> [What to do] Locate every line of the records that contains the word "large" and copy each one out in full. Matching is case-sensitive.

> [Records for the task]
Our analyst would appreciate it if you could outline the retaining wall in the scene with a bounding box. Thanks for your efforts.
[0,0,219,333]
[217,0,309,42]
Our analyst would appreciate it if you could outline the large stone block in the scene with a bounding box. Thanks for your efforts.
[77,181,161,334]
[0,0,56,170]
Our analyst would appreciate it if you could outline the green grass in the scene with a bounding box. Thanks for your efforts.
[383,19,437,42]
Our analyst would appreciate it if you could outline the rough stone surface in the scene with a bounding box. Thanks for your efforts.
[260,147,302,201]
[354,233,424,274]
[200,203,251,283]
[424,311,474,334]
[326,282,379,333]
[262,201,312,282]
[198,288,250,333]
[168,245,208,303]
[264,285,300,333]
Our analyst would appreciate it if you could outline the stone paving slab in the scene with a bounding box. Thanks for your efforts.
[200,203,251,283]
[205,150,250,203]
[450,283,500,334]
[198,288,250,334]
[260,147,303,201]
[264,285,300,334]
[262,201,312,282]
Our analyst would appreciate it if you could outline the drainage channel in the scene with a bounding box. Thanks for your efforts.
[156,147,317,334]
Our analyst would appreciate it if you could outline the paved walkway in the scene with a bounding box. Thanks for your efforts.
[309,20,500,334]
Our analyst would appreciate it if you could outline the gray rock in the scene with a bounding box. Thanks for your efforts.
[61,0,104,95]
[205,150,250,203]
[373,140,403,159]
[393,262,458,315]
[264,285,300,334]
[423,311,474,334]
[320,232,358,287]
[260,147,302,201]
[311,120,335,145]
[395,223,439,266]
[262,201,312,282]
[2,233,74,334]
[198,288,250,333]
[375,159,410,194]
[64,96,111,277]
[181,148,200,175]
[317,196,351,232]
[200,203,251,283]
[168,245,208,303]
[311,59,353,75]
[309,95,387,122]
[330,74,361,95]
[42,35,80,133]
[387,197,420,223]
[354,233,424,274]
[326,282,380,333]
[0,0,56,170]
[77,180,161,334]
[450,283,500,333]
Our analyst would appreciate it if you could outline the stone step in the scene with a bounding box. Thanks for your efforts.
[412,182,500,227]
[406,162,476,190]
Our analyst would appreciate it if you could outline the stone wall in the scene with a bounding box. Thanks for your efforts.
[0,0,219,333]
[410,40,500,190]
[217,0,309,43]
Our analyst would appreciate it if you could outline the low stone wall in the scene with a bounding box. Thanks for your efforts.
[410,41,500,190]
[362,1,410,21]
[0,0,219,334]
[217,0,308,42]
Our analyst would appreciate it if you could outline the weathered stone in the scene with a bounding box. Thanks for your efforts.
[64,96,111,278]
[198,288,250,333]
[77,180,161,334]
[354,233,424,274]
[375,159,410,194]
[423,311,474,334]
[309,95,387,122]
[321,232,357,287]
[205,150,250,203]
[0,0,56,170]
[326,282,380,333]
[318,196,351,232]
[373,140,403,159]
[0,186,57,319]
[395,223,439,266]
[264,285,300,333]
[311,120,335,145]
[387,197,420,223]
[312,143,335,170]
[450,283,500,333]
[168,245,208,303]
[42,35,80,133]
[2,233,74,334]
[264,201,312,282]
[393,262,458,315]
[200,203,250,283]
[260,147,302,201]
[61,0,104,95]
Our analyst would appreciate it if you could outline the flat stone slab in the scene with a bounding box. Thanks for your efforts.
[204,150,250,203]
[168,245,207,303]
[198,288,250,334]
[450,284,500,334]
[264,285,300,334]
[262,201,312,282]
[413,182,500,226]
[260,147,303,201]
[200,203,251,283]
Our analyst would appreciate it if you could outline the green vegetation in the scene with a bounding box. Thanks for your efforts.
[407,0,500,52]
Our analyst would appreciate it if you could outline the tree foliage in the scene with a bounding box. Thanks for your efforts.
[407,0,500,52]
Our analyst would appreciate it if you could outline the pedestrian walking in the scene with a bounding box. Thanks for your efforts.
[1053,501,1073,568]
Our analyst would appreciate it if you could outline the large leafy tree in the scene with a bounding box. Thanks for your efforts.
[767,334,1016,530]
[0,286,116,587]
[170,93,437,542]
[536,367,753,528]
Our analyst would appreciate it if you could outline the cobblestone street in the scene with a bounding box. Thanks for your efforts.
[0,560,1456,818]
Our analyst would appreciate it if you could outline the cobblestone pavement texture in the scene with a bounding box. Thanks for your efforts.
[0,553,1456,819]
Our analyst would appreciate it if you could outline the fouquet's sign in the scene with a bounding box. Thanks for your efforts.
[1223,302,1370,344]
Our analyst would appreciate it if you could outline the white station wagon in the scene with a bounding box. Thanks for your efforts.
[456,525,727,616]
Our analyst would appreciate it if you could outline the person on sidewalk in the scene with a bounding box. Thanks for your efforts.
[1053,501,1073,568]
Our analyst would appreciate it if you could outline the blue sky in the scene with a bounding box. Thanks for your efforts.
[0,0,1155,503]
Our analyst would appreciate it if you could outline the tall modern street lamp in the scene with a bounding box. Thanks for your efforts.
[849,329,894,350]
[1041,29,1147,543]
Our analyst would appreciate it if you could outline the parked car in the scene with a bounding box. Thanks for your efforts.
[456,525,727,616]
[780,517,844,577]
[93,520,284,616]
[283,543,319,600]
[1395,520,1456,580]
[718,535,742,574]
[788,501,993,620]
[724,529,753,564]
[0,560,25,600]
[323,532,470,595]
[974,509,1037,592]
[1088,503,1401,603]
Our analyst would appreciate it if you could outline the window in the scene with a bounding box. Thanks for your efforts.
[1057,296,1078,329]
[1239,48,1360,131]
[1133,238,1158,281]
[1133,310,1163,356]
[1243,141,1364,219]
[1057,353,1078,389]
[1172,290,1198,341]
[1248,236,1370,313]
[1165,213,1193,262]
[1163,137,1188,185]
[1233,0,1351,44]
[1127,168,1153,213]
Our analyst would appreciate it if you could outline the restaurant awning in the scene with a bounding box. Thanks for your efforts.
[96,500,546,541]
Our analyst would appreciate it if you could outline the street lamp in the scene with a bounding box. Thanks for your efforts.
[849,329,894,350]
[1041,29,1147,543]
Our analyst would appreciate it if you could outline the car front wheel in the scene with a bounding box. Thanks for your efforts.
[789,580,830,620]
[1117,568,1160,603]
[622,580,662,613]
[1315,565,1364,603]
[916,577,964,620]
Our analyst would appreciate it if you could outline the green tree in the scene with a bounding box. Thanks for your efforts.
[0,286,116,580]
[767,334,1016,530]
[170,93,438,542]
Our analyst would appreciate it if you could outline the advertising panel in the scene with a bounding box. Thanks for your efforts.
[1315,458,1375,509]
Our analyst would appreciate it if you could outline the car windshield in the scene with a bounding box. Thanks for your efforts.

> [Task response]
Our analyst would appreciate it if you could outline the large stone block in the scene with a bounding box. Thanks for your efforts.
Our analyst would appreciate it if you could outline the large leafy tree in the scene with a bounding box. Thanks for your efforts.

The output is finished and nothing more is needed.